Rewrite the lines from the one containing "mark the region of the **framed" through the one containing "POLYGON ((109 164, 162", requests included, and shift every coordinate in the answers by -105. Give only those lines.
# start of Material
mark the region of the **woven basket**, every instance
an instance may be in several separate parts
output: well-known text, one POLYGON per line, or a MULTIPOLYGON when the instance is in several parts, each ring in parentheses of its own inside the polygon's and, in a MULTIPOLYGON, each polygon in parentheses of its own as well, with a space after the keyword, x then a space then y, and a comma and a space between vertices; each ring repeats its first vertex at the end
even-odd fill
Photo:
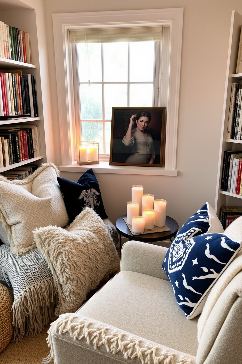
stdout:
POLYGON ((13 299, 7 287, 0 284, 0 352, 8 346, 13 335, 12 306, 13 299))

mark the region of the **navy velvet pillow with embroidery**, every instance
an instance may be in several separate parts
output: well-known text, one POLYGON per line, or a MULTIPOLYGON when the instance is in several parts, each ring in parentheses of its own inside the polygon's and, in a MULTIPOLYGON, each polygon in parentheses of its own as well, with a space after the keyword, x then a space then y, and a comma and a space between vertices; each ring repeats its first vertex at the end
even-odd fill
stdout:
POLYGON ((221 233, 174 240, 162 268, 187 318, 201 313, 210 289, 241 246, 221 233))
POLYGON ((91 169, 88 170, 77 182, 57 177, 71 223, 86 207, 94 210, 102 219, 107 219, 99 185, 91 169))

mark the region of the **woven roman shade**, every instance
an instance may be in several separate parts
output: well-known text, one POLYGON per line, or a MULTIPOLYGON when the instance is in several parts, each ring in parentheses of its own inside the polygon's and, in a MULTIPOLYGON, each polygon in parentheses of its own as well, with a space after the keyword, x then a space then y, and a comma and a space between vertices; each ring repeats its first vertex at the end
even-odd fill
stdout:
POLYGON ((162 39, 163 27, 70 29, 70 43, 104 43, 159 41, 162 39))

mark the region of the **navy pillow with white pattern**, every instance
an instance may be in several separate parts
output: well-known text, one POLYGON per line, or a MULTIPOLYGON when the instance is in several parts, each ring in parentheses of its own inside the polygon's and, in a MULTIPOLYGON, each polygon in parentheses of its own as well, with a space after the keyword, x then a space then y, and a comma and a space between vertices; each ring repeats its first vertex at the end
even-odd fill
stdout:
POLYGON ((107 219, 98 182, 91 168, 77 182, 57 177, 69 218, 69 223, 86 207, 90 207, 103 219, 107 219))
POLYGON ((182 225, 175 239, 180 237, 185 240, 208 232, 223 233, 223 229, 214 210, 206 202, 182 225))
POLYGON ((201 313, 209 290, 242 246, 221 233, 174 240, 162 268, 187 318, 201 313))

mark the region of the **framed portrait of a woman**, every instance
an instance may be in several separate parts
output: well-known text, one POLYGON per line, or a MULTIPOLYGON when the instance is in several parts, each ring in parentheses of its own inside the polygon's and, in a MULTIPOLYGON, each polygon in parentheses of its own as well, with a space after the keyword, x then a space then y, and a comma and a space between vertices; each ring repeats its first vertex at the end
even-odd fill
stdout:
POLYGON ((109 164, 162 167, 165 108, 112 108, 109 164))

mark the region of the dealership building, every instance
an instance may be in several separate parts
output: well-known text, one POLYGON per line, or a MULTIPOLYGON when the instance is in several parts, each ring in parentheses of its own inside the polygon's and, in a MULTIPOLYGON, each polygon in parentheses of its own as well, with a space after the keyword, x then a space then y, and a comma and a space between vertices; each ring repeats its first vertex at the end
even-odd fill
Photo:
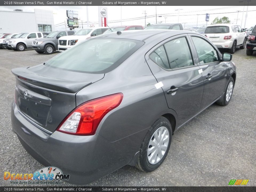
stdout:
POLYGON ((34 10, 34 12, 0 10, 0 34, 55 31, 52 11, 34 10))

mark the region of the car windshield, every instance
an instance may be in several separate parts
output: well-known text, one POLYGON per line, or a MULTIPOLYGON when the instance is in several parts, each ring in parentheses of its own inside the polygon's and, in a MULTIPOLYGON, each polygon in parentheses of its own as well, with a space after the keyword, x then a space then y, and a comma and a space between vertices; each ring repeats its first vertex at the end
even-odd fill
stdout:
# end of Material
• [Result for this exercise]
mark the region of the **framed portrait of a woman**, every instance
an instance may be in several separate parts
output: well-known text, one POLYGON per line, or a MULTIPOLYGON when the instance is in several parts, each ring in parentheses of its own inside the polygon's and, in a MULTIPOLYGON, each polygon in parentheses of its own as well, with a space after the keyword, x then a space then y, and a comma and a space between vertices; each ring repeats its first vertex at the end
even-odd fill
stdout:
POLYGON ((4 59, 57 62, 60 3, 7 3, 4 59))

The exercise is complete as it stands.